TRECHO ->
------------------------------------
Antes de ir adiante: a discussão é ociosa. Se o ponto for transferido, mudará para apenas 200 metros à frente, segundo a última decisão do governo. E mudará para espaço ainda mais nobre, nas proximidades da praça Vilaboim. A imprensa falou que, no projeto anterior, um supermercado seria demolido. Mas omitiu que seria também demolido um prédio residencial de alto padrão, de doze andares. Na Europa, os metrôs são buracos que descem para o fundo da terra. Aqui, quer-se construir uma catedral na superfície.

Volto ao jornal. Que quer dizer a reportagem? Ao fazer uma distinção entre moradores e trabalhadores, no fundo está afirmando que os moradores do bairro não trabalham. O Datafolha está brincando de luta de classes. Higienópolis seria um reduto de uma elite ociosa, bairro ao qual acorre a laboriosa classe operária para prestar seus serviços. Ora, não é bem assim.

Crianças, estudantes e aposentados à parte, todo mundo trabalha neste bairro. Ou não viveriam aqui. Não há nada de anormal no fato de crianças e estudantes não trabalharem. Quanto aos aposentados, já trabalharam. Existirão, é claro, muitas madames que não sabem o que é carteira assinada. Mas sempre será necessário um marido que sue a camiseta para que madame e seus rebentos comam. A Folha está sofismando a partir de estatísticas manipuladas.

De uma leitora, recebo:

Boa tarde, Janer.

Sou arquiteta e urbanista e sei que no Brasil classe média e elite não quer aproximação com a pobreza. Isso é perceptível no desenho urbano das nossas cidades, por exemplo, e você já escreveu um texto muito bom sobre isso em que abordava a diferença entre as cidades brasileiras e as européias (não vou me lembrar agora exatamente qual texto é).
------------------------------------
Trechos de um conjunto de dados de anotação de localização ->
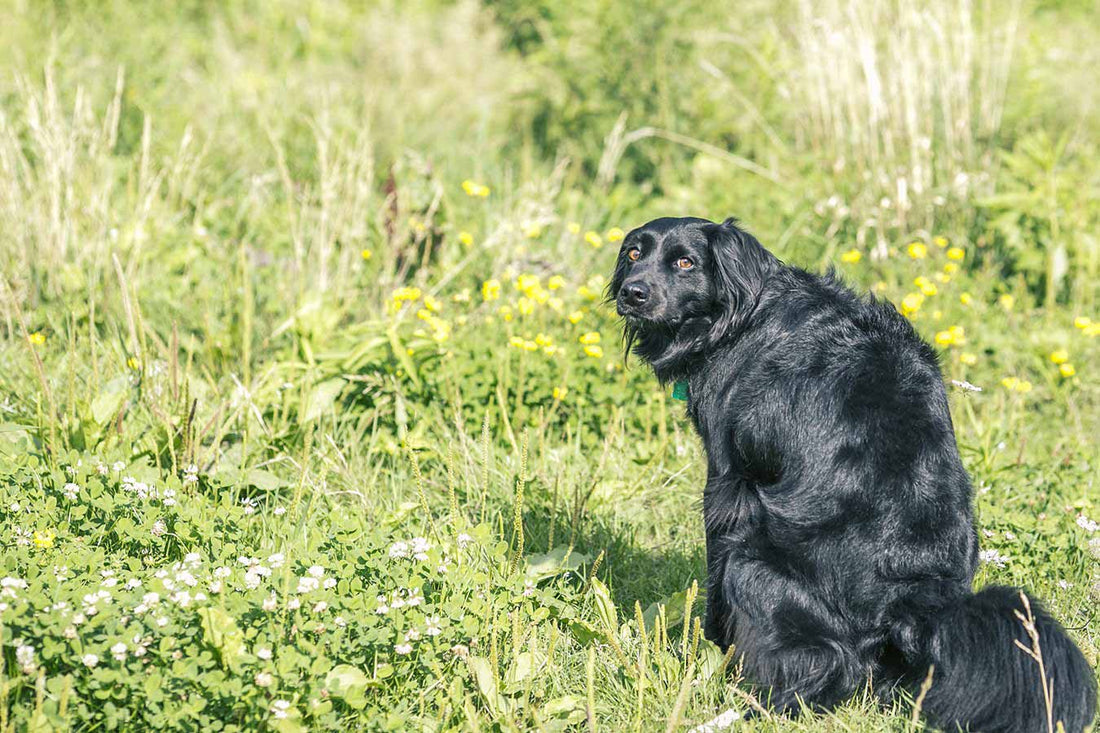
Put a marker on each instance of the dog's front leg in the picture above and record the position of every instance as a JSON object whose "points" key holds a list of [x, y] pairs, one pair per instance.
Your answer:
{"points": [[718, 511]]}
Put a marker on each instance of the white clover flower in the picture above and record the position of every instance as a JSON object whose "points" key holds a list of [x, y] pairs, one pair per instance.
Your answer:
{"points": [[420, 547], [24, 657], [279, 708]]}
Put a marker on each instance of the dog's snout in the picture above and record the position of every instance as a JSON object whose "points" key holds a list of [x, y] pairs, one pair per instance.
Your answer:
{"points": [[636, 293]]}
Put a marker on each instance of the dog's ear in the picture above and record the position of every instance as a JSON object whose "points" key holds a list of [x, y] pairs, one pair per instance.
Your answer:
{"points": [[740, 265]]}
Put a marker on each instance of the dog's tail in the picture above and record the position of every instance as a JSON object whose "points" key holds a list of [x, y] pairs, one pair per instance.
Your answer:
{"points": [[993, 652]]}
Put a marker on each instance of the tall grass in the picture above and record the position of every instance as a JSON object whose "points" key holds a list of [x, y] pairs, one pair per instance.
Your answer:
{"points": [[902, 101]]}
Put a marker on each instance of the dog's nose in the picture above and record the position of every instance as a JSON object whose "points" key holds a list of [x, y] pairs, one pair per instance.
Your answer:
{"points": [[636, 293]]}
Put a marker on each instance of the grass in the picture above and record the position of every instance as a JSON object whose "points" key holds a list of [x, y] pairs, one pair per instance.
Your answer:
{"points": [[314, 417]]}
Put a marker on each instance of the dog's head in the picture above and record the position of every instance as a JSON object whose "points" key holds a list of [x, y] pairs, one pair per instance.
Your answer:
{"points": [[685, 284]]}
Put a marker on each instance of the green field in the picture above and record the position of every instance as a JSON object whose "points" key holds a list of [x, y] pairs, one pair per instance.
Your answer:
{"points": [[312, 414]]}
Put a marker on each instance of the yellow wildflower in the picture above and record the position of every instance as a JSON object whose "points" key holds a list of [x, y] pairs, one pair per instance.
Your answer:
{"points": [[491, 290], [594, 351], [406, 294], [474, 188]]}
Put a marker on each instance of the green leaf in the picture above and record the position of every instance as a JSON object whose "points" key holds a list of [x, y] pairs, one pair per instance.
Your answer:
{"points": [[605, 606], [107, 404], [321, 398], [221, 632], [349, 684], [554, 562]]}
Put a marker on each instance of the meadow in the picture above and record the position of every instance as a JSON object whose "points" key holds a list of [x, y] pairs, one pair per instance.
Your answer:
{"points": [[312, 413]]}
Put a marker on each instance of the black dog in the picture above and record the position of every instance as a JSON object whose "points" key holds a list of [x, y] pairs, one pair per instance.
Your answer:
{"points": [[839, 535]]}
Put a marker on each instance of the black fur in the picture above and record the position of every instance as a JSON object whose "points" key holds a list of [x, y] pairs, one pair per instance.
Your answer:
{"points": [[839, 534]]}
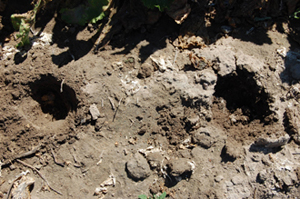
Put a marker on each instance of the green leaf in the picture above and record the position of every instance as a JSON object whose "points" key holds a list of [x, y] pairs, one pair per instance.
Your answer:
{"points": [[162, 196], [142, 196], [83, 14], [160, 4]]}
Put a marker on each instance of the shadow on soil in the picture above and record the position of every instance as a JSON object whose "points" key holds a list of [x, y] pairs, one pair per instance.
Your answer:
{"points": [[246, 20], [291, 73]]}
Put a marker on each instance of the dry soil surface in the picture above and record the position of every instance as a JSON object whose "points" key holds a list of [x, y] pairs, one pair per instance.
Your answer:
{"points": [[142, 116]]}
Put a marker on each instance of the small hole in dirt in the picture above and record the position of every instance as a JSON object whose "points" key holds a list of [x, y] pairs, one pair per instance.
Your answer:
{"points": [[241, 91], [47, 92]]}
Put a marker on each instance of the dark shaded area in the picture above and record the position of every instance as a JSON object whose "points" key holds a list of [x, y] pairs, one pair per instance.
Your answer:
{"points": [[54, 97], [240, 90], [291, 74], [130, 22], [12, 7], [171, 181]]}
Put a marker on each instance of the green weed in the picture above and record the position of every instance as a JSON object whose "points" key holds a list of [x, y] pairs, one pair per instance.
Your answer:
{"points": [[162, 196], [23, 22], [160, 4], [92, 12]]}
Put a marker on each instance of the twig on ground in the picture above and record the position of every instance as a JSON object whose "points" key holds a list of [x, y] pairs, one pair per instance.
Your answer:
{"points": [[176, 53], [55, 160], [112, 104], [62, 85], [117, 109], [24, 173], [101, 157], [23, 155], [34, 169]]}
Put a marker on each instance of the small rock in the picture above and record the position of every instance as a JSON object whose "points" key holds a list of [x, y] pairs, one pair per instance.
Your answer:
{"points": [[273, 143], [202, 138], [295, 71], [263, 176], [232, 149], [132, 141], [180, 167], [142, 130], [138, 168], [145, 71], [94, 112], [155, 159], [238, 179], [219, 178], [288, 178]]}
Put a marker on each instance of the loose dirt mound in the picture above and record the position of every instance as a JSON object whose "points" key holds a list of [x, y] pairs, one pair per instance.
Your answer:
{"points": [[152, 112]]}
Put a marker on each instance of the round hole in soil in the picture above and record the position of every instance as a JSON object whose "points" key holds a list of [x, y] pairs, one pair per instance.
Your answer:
------------------------------------
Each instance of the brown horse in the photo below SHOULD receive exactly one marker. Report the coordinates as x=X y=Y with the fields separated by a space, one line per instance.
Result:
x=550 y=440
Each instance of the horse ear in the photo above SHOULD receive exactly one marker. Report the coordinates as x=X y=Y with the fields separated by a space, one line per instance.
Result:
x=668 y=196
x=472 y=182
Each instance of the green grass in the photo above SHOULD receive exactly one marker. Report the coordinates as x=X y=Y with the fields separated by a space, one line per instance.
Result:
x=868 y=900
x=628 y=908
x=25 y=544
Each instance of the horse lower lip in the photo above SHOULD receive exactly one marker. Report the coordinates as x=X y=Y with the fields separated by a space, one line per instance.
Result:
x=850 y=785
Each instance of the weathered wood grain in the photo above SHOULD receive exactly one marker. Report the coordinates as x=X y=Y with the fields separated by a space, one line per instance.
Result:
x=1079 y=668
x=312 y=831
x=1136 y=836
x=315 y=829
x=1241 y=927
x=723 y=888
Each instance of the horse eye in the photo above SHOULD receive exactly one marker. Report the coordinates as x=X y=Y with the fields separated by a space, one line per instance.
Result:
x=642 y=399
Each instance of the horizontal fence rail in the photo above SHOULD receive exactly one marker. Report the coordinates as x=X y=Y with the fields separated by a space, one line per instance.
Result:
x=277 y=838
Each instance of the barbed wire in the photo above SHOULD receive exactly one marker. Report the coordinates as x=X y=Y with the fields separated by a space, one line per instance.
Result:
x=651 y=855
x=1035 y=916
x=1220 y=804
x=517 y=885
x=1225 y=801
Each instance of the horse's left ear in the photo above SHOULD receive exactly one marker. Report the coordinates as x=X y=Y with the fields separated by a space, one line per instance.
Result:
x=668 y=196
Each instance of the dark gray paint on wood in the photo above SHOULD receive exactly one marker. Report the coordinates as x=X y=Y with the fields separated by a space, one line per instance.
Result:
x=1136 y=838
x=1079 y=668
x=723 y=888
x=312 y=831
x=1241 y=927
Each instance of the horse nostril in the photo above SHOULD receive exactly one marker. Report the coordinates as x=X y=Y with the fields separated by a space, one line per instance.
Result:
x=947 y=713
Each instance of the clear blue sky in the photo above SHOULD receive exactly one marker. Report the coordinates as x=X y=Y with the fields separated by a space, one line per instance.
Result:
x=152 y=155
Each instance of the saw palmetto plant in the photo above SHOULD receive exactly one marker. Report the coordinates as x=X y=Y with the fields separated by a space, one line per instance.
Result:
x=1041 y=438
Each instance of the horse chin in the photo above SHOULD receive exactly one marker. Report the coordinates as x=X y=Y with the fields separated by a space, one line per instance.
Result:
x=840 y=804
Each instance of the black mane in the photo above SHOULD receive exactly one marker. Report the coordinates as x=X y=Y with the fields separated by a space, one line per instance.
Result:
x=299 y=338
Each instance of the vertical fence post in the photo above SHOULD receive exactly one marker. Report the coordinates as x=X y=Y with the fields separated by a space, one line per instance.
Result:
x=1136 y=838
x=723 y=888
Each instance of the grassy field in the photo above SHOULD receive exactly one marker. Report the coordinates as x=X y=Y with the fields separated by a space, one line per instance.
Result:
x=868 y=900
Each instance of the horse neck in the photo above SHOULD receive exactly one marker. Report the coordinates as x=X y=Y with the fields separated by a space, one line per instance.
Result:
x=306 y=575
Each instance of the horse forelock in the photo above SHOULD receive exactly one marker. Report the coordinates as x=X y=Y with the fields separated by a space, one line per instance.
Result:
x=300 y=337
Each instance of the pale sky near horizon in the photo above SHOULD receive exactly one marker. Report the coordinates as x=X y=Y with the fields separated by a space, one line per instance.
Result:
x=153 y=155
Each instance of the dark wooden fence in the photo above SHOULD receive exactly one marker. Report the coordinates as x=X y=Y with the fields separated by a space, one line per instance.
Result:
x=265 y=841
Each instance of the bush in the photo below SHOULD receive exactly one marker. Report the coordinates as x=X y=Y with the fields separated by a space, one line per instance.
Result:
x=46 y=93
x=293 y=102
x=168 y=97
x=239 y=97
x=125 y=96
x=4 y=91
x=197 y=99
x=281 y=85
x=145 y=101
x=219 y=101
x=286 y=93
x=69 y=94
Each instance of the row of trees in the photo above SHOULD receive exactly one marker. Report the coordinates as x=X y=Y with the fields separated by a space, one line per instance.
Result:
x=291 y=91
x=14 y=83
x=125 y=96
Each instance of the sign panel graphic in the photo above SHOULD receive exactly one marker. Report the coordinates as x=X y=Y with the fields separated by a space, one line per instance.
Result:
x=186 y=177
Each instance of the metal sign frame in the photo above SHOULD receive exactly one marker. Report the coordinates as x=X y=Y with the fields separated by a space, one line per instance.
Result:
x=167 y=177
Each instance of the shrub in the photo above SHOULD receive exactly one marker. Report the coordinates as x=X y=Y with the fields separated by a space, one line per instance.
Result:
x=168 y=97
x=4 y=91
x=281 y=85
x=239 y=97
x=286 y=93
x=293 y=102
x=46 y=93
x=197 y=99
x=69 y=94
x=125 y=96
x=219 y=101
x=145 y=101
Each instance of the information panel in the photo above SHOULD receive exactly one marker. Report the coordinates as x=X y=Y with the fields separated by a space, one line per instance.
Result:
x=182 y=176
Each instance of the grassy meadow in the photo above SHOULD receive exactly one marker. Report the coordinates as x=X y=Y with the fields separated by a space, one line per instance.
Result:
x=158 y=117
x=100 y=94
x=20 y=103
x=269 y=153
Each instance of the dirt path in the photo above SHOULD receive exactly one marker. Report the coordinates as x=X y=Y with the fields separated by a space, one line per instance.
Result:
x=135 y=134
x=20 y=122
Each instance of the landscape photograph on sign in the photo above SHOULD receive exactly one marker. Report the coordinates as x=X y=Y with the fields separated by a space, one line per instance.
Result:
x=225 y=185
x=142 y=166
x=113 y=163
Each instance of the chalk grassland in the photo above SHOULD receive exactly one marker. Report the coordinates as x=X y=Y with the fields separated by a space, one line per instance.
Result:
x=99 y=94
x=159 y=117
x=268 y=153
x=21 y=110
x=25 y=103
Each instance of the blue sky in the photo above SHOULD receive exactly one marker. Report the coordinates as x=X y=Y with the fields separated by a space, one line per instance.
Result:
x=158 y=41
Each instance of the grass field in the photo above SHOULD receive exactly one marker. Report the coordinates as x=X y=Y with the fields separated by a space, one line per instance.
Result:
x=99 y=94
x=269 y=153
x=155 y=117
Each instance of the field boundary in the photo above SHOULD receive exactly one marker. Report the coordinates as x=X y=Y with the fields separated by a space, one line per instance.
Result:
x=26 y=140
------------------------------------
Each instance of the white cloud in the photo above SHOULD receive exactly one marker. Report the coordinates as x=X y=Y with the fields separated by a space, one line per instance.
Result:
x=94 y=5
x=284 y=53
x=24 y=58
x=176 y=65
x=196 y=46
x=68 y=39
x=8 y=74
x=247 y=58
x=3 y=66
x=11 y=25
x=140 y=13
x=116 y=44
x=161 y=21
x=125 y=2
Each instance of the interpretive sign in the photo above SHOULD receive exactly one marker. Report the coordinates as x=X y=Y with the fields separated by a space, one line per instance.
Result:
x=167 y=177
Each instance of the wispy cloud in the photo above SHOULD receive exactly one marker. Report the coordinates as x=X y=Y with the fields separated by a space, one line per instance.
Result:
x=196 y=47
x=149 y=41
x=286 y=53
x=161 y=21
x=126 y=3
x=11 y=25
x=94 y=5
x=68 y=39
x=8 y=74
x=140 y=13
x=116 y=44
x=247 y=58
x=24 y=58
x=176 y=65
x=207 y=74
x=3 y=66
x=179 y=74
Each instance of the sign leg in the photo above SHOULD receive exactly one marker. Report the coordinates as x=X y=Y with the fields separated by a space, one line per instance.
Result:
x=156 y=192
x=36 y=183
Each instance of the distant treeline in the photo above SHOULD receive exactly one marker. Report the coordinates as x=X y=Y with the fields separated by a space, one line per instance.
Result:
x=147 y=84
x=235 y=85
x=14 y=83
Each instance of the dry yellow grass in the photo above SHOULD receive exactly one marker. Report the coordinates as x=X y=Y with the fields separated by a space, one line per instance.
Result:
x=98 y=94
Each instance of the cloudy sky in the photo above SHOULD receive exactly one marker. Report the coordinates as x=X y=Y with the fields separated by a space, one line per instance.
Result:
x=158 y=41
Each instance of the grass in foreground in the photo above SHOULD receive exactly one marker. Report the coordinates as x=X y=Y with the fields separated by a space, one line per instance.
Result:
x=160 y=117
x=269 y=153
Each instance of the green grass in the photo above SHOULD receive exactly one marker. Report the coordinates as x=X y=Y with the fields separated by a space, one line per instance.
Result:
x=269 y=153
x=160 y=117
------------------------------------
REQUISITOS ->
**A)** Liste todos os nomes próprios de lugares que aparecem no trecho.
**B)** Segundo o trecho, por que a discussão sobre a transferência do ponto é ociosa?

RESPOSTAS POR TAREFA ->
**A)** praça Vilaboim, Europa, Higienópolis, Brasil

**B)** Pela última decisão do governo, se o ponto for transferido, vai mudar apenas 200 metros à frente. Além disso, vai para um espaço ainda mais nobre, nas proximidades da praça Vilaboim.